Saved entries:
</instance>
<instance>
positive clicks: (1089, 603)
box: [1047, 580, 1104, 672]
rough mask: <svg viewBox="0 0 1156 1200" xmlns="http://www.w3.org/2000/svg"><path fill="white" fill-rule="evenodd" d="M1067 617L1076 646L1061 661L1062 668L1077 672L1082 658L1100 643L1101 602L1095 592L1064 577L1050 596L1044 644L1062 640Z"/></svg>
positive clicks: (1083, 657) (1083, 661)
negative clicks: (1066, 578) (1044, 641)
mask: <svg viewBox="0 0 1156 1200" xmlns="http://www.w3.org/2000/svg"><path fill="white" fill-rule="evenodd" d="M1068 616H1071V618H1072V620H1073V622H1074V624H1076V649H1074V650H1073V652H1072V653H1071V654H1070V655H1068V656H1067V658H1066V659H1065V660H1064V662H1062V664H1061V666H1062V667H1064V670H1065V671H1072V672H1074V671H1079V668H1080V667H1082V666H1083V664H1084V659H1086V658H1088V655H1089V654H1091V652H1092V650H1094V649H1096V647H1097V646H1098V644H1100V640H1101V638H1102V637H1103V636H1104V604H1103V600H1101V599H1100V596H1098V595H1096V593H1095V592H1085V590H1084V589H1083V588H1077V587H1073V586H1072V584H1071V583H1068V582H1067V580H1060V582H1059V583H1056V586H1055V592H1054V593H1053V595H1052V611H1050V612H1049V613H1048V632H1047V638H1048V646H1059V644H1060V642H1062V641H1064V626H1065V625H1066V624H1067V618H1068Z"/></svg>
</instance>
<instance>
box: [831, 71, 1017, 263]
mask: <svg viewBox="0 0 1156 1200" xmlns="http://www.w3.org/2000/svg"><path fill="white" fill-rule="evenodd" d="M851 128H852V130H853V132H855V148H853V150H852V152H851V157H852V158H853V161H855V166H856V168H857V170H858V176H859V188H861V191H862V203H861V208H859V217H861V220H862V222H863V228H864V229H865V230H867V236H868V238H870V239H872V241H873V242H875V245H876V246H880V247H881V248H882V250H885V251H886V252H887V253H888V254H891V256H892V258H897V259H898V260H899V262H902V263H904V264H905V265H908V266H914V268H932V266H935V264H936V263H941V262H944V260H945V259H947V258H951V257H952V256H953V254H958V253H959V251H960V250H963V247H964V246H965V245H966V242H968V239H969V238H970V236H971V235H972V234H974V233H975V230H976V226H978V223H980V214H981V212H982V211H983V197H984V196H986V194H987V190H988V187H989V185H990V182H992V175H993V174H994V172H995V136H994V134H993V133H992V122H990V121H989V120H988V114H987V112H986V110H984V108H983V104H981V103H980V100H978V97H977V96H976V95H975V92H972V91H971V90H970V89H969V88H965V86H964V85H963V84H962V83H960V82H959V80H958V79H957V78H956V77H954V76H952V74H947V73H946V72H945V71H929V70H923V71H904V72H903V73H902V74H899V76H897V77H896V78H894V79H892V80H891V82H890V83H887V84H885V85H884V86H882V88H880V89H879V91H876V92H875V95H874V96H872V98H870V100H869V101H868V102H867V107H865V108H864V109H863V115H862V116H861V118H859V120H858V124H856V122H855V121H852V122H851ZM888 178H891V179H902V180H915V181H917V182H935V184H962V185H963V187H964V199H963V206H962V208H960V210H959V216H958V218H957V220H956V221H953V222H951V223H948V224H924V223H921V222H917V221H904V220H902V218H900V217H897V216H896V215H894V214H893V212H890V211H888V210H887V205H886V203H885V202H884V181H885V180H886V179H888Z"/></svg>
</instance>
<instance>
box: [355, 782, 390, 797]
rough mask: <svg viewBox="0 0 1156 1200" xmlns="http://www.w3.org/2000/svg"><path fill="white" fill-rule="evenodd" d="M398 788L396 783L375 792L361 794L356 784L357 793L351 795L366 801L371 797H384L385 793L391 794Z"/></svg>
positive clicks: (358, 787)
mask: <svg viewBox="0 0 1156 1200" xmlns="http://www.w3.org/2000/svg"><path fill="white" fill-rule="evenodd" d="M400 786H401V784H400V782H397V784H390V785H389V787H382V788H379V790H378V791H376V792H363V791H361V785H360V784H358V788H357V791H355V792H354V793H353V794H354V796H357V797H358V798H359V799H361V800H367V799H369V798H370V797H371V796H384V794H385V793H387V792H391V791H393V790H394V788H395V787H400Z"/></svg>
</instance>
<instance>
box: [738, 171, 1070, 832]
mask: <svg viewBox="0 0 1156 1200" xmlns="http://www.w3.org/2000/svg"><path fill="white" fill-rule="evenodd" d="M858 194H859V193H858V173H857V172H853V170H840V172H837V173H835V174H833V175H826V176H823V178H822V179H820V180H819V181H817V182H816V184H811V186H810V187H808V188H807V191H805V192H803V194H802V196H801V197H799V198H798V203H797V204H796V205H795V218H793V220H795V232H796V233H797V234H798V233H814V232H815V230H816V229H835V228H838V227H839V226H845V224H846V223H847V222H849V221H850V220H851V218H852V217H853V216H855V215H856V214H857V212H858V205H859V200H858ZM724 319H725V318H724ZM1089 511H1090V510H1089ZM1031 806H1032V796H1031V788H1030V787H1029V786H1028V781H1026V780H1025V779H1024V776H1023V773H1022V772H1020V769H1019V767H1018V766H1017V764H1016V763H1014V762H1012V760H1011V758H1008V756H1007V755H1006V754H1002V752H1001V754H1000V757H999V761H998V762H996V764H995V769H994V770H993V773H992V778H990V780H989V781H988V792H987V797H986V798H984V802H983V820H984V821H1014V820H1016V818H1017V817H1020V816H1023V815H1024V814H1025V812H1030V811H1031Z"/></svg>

- [EXERCISE DESCRIPTION]:
Take every line above that includes "rough" and list it.

- [RESULT BELOW]:
rough mask: <svg viewBox="0 0 1156 1200" xmlns="http://www.w3.org/2000/svg"><path fill="white" fill-rule="evenodd" d="M1067 617L1076 646L1061 661L1062 668L1077 672L1082 658L1100 643L1101 602L1095 592L1064 577L1050 596L1044 644L1062 640Z"/></svg>
rough mask: <svg viewBox="0 0 1156 1200" xmlns="http://www.w3.org/2000/svg"><path fill="white" fill-rule="evenodd" d="M398 788L396 783L375 792L361 794L356 784L357 793L351 795L366 801L371 797H384L385 793L391 794Z"/></svg>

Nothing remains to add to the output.